**Document excerpt**.
──────

30363번 - Knight Game 다국어

The rule of this game is given as follows.

• There is a knight and a chessboard with $H$ rows and $W$ columns. The square at the $i$-th row from the top and the $j$-th column from the left is called square $(i, j)$. Initially, the knight is placed on square $(x,y)$.
• Alice and Bob alternately take the following action, starting with Alice.
• Move the knight onto one of the unvisited squares according to the knight's movement.
• Knights can move from $(x_1,y_1)$to $(x_2, y_2)$ if and only if $(x_1 - x_2)^2 + (y_1 - y_2)^2$ is $5$.
• The player who cannot move the knight is the loser.

When both players have done their best, determine whether Alice or Bob will win. Answer for $T$ test cases.

The unvisited square is defined as follows.

• A square on the board that the knight has never visited since the beginning of the game.

$T$

$\text{case}_1$

$\vdots$

$\text{case}_T$

$\text{case}_i$ represents the $i$-th test case.

Each test case is given in the following format.

$H$ $W$ $x$ $y$

Output $T$ lines. On the line $i$, answer the winner of the $i$-th test case, Alice or Bob.

• All inputs consist of integers.
• $1 \le T \le 2 \times 10^5$
• $1 \le H, W \le 10^9$
• $1 \le x \le H$
• $1 \le y \le W$

──────

**Required actions**.
A. Answer these about the Knight Game problem, one line each:
(i) Which player takes the first action?
(ii) What value must $(x_1 - x_2)^2 + (y_1 - y_2)^2$ equal for a knight move from $(x_1,y_1)$ to $(x_2, y_2)$?
(iii) What is the upper bound on $H$ and $W$?
B. Pull out every line of the rows that contains the word "face".

──────

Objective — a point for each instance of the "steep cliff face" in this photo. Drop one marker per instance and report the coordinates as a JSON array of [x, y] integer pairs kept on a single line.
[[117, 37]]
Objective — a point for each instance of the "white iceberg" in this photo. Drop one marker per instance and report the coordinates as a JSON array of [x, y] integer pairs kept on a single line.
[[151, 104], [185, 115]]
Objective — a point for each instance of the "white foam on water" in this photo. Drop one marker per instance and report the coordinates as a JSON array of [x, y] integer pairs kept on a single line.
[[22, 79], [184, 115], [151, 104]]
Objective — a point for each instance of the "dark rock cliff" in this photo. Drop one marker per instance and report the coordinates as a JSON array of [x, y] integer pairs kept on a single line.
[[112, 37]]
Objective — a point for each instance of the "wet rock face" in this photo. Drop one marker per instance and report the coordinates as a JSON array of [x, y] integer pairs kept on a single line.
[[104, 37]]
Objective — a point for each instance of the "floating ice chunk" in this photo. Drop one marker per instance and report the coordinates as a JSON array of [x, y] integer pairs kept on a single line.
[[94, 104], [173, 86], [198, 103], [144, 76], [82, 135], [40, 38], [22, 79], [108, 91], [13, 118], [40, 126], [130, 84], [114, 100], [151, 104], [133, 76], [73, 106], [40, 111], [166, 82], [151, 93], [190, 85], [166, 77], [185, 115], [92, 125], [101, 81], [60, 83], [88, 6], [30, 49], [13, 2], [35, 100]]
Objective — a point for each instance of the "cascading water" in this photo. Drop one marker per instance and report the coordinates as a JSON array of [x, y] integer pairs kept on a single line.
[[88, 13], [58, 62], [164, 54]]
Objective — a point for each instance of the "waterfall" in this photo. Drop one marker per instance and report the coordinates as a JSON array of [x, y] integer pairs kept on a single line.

──────

**Per-task answers**.
A.
(i) Alice
(ii) $5$
(iii) $10^9$

B.
Objective — a point for each instance of the "steep cliff face" in this photo. Drop one marker per instance and report the coordinates as a JSON array of [x, y] integer pairs kept on a single line.
Objective — a point for each instance of the "wet rock face" in this photo. Drop one marker per instance and report the coordinates as a JSON array of [x, y] integer pairs kept on a single line.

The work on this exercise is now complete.